▶ _SELECTED EXCERPT_

BEGIN

The Inquisition by Ronan McDonnell - Semper Quarens - Always Looking

(ambi-)Turner

Norham Castle, Sunrise, JMW Turner, 1845 - Done during the Industrial Revolution it has been suggested the amount of ash in the air might be reflected in Turner's paintings

Norham Castle, Sunrise, JMW Turner, 1845 - Done during the Industrial Revolution it has been suggested the amount of ash in the air might be reflected in Turner's paintings

JMW Turner’s watercolour sketches are shown in the National Gallery of Ireland every January. This event is a visual treasure trove, allowing the Irish public to see works of exquisite draughtsmanship. The works are drawn from the artist’s notebooks and were made during tours of Europe. They depict scenes from Venice, the Alps and rural France amongst others.

Who Was Turner?

JMW Turner (1775-1851) was an English painter and a leading light of Romantic painting. He is often considered as being the first artist to begin eschewing realism in favour of emotional atmosphere.

Turner was born into a middle-class family in London. His father was a wig-maker and barber. His mother died while he was quite young, in an insane asylum (he later produced works for the head of Bedlam Asylum). Turner was sent to live with relatives in the countryside until he joined the Royal Academy of Art at 14 years old, where he excelled.

From an early point Turner found himself to be a highly saleable commodity, making a fortune along the way and many friends in positions of influence. As Turner’s paintings changed in style he began to lose artistic influence as his audience struggled to understand his vision. His contemporary, and eternal British favourite, Constable, jeered Turner’s ” golden visions” by saying “he seems to paint with tinted steam, so evanescent and airy.” Today this sounds more like a recommendation, especially from a painter whose scenes were as staid and mind-numbingly pastoral as Constable’s.

END

▶ _COMPLETE THE FOLLOWING_
1: Reproduce the Turner article word for word, between "JMW Turner’s watercolour" and "Who Was Turner?", inclusive.
2: Pick up the Turner article after its final sentence and keep writing it.

▶ _Object pointing dataset rows_
BEGIN

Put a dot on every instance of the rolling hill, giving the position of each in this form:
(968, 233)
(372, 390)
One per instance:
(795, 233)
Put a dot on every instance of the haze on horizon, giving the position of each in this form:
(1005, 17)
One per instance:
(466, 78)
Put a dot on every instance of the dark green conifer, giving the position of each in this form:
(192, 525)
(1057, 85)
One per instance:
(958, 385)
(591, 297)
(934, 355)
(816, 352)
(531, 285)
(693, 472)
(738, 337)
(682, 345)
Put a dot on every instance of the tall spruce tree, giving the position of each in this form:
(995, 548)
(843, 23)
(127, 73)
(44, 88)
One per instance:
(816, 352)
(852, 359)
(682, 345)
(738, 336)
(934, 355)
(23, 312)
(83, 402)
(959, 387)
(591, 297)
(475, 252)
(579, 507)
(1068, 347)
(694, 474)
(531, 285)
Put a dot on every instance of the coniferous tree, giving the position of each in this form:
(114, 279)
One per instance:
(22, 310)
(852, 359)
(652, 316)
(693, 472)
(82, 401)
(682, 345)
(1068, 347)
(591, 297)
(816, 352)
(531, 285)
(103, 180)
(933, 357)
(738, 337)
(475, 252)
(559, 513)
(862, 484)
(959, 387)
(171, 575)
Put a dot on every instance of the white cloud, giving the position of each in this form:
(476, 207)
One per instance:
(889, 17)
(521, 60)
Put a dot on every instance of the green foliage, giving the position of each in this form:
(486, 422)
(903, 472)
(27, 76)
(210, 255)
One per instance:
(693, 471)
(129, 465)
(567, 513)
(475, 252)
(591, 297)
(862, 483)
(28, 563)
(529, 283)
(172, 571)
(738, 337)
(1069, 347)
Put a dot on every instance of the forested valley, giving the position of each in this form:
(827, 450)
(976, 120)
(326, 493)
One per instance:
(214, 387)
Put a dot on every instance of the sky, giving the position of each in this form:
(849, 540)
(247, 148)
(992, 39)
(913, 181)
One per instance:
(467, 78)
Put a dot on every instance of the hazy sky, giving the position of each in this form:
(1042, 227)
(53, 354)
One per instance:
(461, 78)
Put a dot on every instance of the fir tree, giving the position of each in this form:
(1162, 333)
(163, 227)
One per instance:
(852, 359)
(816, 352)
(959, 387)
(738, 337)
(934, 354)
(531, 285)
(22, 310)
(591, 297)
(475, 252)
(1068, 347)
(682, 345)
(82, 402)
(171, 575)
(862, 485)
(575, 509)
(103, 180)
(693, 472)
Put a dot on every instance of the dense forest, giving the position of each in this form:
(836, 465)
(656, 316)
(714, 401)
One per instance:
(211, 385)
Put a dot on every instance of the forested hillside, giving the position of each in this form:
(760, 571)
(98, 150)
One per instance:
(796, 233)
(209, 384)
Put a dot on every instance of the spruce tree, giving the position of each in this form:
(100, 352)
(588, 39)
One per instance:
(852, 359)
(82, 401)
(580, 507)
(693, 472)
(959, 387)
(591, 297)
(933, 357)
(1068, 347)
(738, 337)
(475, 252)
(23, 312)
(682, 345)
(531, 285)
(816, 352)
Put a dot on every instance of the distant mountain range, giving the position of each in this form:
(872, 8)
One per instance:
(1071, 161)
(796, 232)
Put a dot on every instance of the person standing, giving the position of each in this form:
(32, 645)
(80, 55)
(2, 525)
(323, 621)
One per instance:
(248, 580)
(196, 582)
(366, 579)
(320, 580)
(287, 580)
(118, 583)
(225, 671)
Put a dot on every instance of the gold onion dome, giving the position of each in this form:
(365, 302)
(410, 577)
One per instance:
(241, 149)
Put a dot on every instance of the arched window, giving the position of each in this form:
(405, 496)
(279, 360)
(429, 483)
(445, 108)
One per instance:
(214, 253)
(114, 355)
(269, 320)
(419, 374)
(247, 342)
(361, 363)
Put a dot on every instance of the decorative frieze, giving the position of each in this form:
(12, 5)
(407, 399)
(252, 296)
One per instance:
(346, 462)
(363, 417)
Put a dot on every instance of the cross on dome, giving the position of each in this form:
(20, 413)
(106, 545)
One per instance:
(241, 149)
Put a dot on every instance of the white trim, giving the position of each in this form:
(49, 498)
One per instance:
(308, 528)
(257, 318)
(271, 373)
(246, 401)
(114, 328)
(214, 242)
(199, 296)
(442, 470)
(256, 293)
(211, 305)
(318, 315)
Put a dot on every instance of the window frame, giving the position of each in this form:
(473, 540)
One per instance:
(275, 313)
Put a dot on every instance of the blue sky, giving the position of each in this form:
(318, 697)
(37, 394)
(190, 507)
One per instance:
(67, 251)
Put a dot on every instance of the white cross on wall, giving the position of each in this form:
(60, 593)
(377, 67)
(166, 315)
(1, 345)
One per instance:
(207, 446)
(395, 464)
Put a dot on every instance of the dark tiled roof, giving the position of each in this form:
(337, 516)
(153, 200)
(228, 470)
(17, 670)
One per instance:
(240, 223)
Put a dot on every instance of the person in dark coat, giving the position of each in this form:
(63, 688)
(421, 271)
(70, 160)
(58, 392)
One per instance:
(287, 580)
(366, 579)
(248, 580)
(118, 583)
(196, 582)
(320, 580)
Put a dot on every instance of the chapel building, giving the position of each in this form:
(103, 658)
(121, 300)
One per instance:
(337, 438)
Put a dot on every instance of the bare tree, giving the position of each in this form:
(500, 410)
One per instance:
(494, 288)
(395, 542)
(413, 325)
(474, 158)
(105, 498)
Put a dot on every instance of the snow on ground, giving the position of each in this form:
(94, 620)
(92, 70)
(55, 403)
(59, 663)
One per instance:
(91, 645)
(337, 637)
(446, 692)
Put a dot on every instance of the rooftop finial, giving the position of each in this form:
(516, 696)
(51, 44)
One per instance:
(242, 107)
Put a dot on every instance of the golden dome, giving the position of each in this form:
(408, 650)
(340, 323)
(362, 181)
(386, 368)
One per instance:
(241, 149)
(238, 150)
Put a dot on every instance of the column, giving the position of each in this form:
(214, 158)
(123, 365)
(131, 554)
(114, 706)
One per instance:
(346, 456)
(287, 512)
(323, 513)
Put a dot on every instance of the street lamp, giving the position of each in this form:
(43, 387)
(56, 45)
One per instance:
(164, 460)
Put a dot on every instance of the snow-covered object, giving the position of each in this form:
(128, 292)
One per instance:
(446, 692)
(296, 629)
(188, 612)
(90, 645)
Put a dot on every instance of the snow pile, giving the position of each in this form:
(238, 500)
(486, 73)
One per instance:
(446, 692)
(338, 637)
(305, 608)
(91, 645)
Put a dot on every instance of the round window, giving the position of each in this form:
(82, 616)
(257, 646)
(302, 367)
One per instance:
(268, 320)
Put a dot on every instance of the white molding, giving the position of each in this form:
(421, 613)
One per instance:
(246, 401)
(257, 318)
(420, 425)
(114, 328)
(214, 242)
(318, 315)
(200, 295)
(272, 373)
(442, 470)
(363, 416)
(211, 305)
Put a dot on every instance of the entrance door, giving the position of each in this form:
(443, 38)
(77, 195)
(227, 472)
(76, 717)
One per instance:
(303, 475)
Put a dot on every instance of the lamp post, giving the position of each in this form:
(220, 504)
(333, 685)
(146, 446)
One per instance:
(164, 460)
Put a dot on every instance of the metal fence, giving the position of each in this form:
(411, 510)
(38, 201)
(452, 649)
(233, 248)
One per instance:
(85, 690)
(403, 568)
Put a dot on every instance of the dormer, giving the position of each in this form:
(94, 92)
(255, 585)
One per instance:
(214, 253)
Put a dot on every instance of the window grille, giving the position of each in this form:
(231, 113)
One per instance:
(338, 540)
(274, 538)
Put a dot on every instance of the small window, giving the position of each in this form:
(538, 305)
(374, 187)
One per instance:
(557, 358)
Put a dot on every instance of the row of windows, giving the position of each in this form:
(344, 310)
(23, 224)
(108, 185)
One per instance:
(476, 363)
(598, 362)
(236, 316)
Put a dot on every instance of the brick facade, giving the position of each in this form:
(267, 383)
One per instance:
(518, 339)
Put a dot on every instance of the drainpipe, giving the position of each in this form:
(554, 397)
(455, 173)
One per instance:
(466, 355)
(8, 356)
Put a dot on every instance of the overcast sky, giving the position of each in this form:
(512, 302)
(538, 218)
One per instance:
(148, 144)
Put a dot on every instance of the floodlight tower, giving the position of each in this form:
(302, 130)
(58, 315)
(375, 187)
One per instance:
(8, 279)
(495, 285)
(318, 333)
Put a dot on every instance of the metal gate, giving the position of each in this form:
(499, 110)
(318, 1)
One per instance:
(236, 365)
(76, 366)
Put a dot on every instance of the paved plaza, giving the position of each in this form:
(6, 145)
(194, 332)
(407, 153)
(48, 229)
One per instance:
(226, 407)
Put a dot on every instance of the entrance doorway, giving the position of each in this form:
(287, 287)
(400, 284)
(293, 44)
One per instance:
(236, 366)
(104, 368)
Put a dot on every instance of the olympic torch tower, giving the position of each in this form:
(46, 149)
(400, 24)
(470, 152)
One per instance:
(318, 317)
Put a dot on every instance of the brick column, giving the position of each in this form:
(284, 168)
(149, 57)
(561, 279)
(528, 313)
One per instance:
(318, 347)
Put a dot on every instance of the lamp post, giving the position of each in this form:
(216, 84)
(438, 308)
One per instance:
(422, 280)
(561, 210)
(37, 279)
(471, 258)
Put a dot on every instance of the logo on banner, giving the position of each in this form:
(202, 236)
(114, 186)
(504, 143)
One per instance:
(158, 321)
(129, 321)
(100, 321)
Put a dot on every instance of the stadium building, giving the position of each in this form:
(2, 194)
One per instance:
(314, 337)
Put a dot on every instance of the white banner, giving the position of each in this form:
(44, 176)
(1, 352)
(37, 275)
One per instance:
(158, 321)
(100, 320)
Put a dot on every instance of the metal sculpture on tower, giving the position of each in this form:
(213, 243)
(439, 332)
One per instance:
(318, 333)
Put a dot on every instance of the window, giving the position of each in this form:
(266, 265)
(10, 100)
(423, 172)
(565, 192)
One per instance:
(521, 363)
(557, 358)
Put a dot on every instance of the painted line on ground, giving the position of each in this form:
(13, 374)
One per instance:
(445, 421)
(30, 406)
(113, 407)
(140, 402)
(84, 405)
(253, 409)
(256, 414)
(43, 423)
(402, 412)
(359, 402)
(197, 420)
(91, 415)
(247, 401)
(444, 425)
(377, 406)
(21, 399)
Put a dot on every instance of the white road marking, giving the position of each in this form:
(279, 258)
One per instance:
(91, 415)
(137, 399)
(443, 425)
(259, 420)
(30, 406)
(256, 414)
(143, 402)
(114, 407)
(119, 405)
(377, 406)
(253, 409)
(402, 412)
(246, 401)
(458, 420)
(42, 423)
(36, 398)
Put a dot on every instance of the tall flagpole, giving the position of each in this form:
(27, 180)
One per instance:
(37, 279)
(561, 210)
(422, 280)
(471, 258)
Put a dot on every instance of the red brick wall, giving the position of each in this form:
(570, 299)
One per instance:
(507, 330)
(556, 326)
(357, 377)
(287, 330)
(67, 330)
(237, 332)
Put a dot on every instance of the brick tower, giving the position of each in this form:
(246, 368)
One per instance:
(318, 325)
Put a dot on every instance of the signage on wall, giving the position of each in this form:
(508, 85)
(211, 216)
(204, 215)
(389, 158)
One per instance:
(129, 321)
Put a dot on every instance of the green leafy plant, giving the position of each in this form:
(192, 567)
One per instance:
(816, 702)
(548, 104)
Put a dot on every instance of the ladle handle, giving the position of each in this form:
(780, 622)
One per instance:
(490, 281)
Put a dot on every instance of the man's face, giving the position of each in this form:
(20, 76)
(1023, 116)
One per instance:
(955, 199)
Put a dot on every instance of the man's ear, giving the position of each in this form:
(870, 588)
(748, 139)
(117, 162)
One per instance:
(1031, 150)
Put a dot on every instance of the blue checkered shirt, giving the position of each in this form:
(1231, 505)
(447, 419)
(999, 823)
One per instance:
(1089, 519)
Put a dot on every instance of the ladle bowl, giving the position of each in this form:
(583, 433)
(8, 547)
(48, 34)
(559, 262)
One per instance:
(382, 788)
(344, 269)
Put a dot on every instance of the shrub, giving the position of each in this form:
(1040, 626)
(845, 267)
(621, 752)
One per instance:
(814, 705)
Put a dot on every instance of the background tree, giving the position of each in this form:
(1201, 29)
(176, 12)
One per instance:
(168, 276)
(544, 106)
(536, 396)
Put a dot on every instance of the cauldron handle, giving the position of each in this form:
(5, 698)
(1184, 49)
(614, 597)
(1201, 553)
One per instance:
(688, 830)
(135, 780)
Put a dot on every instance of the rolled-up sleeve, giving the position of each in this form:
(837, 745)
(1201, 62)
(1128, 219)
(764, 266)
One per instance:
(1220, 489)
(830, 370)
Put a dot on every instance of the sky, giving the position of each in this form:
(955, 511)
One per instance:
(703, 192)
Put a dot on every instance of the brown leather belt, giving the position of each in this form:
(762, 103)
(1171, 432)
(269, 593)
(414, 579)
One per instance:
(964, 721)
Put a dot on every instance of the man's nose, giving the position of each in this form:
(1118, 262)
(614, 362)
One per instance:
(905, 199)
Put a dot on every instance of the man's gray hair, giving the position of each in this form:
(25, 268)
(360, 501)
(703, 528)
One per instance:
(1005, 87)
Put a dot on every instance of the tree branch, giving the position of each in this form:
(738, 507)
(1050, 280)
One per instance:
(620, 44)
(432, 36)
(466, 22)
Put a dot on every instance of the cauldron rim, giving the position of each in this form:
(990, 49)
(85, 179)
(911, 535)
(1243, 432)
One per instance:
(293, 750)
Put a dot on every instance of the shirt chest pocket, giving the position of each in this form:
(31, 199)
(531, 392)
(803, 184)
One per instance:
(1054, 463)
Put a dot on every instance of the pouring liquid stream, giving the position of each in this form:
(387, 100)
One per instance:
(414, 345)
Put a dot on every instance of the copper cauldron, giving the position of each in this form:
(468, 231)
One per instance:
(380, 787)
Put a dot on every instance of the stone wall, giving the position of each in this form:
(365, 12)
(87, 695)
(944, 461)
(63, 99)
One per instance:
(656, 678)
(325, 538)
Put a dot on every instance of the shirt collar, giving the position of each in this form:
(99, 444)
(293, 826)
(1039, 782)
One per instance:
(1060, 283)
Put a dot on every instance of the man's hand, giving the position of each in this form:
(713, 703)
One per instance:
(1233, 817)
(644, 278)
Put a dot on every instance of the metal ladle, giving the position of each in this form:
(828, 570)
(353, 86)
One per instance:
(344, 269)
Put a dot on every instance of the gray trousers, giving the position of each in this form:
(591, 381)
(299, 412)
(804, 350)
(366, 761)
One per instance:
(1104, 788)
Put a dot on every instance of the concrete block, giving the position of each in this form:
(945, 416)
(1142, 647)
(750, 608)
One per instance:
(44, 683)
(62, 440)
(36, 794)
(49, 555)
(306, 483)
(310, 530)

END

▶ _ANSWERS TO THE EXERCISES_
1:
JMW Turner’s watercolour sketches are shown in the National Gallery of Ireland every January. This event is a visual treasure trove, allowing the Irish public to see works of exquisite draughtsmanship. The works are drawn from the artist’s notebooks and were made during tours of Europe. They depict scenes from Venice, the Alps and rural France amongst others.

Who Was Turner?

2:
As he grew older Turner went a little cuckoo; removed from his old society surroundings, he lived under a pseudonym. He remained close to his father, who sometimes worked as his assistant. Turner died in the house of his mistress, supposedly looking out at the sunset. He left behind a small fortune for the support of future young artists. This sum has long since been consumed and is not linked with the media-fiendly Turner Prize which began in 1984.

Burial at Sea, JMW Turner, 1842

Burial at Sea, JMW Turner, 1842

Romanticism

In pursuit of the truest possible depiction of nature’s subliminity Turner departed from strict realism heading towards swirls of thin layers of painted, scratched and scraped into. He worked in literal details emerging from the haze to serve up something familiar to draw the viewer into his vision. These layer seems to shimmer with a luminescence few other painters have ever discovered. Turner had evolved from an exceptional landscape painter into a romantic figurehead.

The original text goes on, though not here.